INSTRUCTIONS TO FOLLOW: Pick each line containing "response" out of the records.

*** Opening of GIVEN RECORDS ***

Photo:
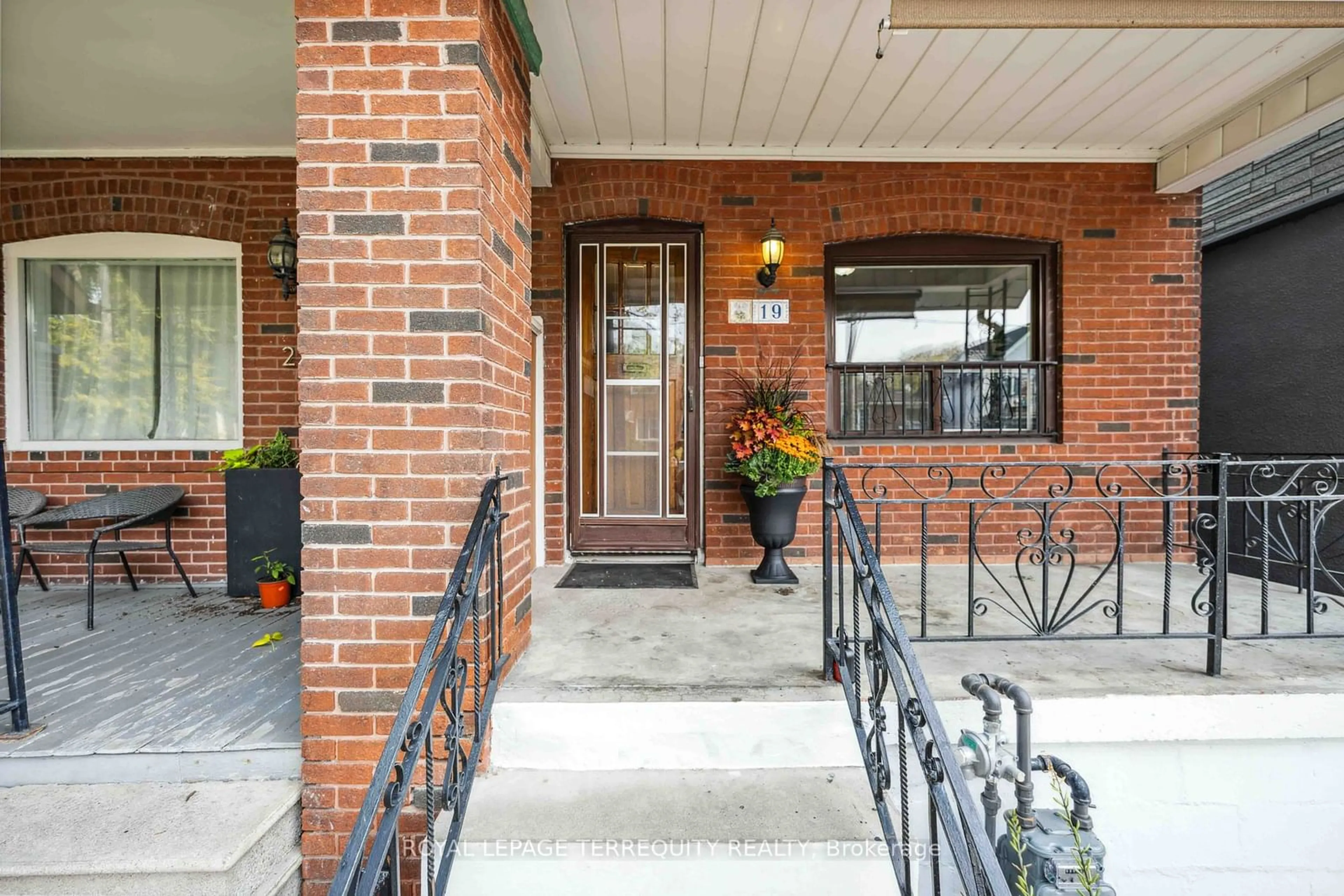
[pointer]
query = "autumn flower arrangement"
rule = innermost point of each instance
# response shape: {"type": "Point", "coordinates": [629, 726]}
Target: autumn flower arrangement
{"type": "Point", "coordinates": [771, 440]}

*** Close of GIVEN RECORDS ***
*** Opening of GIVEN RECORDS ***

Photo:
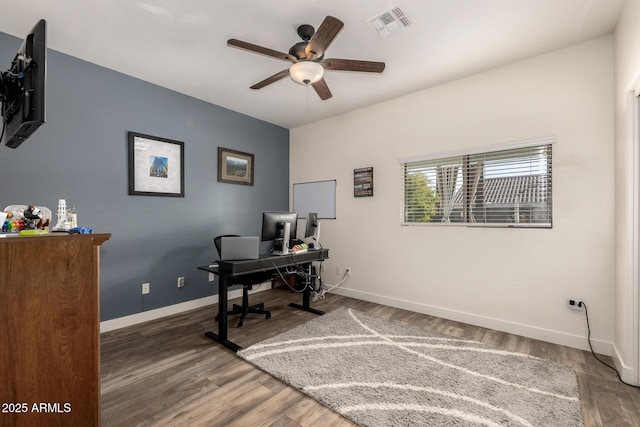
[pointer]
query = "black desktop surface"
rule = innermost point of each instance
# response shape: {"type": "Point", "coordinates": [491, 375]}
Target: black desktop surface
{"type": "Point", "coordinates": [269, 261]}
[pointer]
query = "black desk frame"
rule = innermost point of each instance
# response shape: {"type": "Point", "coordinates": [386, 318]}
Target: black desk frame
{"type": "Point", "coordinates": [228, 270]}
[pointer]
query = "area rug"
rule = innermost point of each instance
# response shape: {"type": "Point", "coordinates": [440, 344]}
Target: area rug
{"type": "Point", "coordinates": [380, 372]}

*** Close of GIVEN RECORDS ***

EXERCISE OUTPUT:
# response shape: {"type": "Point", "coordinates": [629, 726]}
# response shape: {"type": "Point", "coordinates": [491, 375]}
# response shape: {"type": "Point", "coordinates": [386, 318]}
# response shape: {"type": "Point", "coordinates": [440, 344]}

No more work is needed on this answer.